> _WORK TO BE COMPLETED_
Format every line of the records below as a JSON list of strings, with one string per line and blank lines omitted.

> _RECORD EXTRACTS_
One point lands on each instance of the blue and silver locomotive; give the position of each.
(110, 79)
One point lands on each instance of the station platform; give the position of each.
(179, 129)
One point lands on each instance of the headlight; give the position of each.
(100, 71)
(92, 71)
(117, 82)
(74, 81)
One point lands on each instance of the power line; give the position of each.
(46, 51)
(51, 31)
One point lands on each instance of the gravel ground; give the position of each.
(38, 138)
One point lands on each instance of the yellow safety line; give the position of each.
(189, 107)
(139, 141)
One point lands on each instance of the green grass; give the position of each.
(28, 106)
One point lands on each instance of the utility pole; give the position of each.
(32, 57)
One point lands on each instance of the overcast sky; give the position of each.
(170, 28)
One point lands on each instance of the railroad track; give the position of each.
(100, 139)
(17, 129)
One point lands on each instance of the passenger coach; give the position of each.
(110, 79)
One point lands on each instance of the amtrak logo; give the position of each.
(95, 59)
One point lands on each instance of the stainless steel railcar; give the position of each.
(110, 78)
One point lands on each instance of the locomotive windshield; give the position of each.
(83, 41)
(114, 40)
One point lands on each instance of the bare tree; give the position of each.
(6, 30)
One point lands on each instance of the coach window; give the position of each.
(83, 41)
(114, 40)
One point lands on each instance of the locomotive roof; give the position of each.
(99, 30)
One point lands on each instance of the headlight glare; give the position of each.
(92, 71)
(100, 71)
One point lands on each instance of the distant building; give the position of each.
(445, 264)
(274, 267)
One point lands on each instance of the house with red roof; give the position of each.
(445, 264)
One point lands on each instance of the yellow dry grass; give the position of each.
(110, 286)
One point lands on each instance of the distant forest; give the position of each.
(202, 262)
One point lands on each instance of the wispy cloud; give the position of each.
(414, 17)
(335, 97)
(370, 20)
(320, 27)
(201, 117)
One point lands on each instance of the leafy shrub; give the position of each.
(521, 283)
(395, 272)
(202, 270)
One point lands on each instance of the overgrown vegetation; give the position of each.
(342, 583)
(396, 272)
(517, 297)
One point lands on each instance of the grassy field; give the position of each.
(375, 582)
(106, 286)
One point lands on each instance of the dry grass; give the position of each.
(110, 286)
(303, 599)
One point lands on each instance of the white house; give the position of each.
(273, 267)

> _TASK RESULT_
[
  "One point lands on each instance of the blue and silver locomotive; give the position of each.",
  "(110, 79)",
  "One point lands on each instance of the station platform; give the position of each.",
  "(179, 129)",
  "One point lands on each instance of the headlight; give the position of each.",
  "(100, 71)",
  "(92, 71)",
  "(117, 82)",
  "(74, 81)",
  "One point lands on each instance of the power line; give the position of each.",
  "(46, 51)",
  "(51, 31)",
  "One point lands on each instance of the gravel ground; give the position of each.",
  "(38, 138)",
  "One point lands on each instance of the yellow safety line; give the position of each.",
  "(189, 107)",
  "(139, 141)",
  "One point lands on each instance of the green grass; give the position of each.",
  "(28, 106)",
  "One point lands on each instance of the utility pole; give the position of each.",
  "(32, 57)",
  "One point lands on each instance of the overcast sky; give the position of each.",
  "(170, 28)",
  "One point lands on each instance of the railroad track; give the position of each.",
  "(100, 139)",
  "(17, 129)",
  "One point lands on each instance of the passenger coach; give the position of each.",
  "(110, 79)",
  "One point lands on each instance of the amtrak logo; give the position of each.",
  "(95, 59)",
  "One point lands on each instance of the stainless steel railcar; give the position of each.",
  "(110, 78)",
  "One point lands on each instance of the locomotive windshield; give the position of each.",
  "(83, 41)",
  "(114, 40)",
  "One point lands on each instance of the bare tree; give the position of each.",
  "(6, 30)",
  "One point lands on each instance of the coach window; give the position of each.",
  "(83, 41)",
  "(114, 40)",
  "One point lands on each instance of the locomotive roof; give the position of each.",
  "(99, 30)",
  "One point lands on each instance of the headlight glare; give the position of each.",
  "(92, 71)",
  "(100, 71)",
  "One point lands on each instance of the distant building; give the position of each.",
  "(445, 264)",
  "(274, 267)",
  "One point lands on each instance of the house with red roof; give the position of each.",
  "(445, 264)",
  "One point lands on each instance of the yellow dry grass; give the position of each.",
  "(110, 286)",
  "One point lands on each instance of the distant forest; give the position of each.",
  "(202, 262)",
  "One point lands on each instance of the wispy cloud; give the position of each.",
  "(414, 17)",
  "(335, 97)",
  "(370, 20)",
  "(320, 27)",
  "(201, 117)",
  "One point lands on each instance of the leafy shrub; give the position of each.",
  "(521, 283)",
  "(395, 272)",
  "(202, 270)",
  "One point lands on each instance of the overgrown vegetation; give the position of each.",
  "(342, 583)",
  "(396, 272)",
  "(517, 297)",
  "One point lands on each instance of the grassy field; give the position of each.",
  "(375, 582)",
  "(106, 286)",
  "One point lands on each instance of the dry grass; give the position of each.",
  "(110, 286)",
  "(303, 599)",
  "One point lands on each instance of the white house; give the position of each.",
  "(273, 267)"
]